[start]
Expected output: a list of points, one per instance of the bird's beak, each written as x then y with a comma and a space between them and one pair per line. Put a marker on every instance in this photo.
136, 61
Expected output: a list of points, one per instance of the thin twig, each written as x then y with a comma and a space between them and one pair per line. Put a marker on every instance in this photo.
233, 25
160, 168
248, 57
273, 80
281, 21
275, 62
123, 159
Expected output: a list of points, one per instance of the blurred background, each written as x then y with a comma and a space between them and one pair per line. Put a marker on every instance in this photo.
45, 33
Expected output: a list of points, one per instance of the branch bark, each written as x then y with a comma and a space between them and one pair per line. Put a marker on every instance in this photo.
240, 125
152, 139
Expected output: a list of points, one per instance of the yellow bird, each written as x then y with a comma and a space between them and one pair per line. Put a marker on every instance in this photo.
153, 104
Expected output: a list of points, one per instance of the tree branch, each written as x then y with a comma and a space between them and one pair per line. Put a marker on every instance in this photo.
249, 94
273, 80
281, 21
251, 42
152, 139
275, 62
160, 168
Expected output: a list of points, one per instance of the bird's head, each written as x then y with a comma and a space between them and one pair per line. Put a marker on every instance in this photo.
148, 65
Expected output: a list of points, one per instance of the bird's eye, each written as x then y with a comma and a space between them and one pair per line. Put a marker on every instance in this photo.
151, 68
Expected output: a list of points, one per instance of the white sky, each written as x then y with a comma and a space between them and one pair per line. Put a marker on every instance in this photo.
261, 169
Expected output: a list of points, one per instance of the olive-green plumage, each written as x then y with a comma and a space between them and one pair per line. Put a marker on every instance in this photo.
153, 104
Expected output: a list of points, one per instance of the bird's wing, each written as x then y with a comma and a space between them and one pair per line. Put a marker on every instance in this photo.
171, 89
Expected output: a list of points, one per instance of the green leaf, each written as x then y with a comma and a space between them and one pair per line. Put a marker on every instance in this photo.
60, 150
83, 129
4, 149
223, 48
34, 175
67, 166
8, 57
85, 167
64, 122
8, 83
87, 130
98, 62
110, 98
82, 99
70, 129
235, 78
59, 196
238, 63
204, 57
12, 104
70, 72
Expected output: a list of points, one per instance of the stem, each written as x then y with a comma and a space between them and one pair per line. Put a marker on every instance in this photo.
[end]
- [GIVEN INSTRUCTION]: From the data above, extract every line in its exact form.

- [RESPONSE BELOW]:
Expected output: a list of points, one per instance of the bird's beak, each written as x then y with a comma and a space between them and one pair per line. Put a marker on every instance in this photo.
136, 61
Expected output: a list of points, one per instance of the thin twig, each written as x then y with a comma and a space between them and one pair per line. Put a marker on every instance in this photo.
233, 25
160, 168
248, 57
273, 80
281, 21
275, 62
123, 159
Expected output: a list of points, one per instance of the blurred background, each written as x then y with a comma and a space between them and one pair per line. Put a marker on every instance in this photo.
45, 33
Expected output: a list of points, one per instance of the branch bark, each written as x then y with a comma and a space between them and one pair per line. Put a marker on every instance in this photo.
240, 125
152, 139
Expected output: a list of points, one per instance of the yellow bird, each written as x then y with a comma and a space between them and one pair per line. Put a marker on every instance in this photo.
153, 104
Expected output: a list of points, one per instance of the tree branch, each written as x then y with a comma and a space between them and one pair per line. Put a marker on every instance in this photo.
249, 94
273, 80
281, 21
251, 42
152, 139
275, 62
160, 168
Expected output: a list of points, one per instance of the bird's head, each written as x then y with a comma and a space between them and one pair per line. Put a marker on every instance in this photo.
148, 65
Expected output: a list of points, one per instance of the bird's eye, each written as x then y with a comma and a space between them and one pair per line. Put a marker on every instance in this photo.
151, 68
Expected output: a list of points, one per instance of the white sky, each written as x then y with a comma and a space between them and one pair per line. Put a marker on every instance in this photo.
261, 169
Expected output: a list of points, one per instance of the olive-green plumage, each written as x then y with a comma and a space between them and one pair per line. Put a marker on every instance in this photo.
153, 104
Expected output: a list of points, one per instance of the bird's wing, each written as x then y with a comma and a space between them and one pair per line. Put a marker on every instance in this photo.
171, 89
Expected output: a list of points, one per instance of the green leaf, each written as x then y with a comma and a space between them and one pair per line. Put a marker on every instance in this photo.
60, 150
83, 129
4, 149
223, 48
34, 175
67, 166
8, 57
85, 167
64, 122
8, 83
87, 130
98, 62
110, 98
82, 99
70, 129
235, 78
59, 196
238, 63
204, 57
12, 104
70, 72
Expected output: a list of points, one per instance of the stem, each written as x then y with a comma and a space between them and one pair per line. Put a marker on every instance in this photo.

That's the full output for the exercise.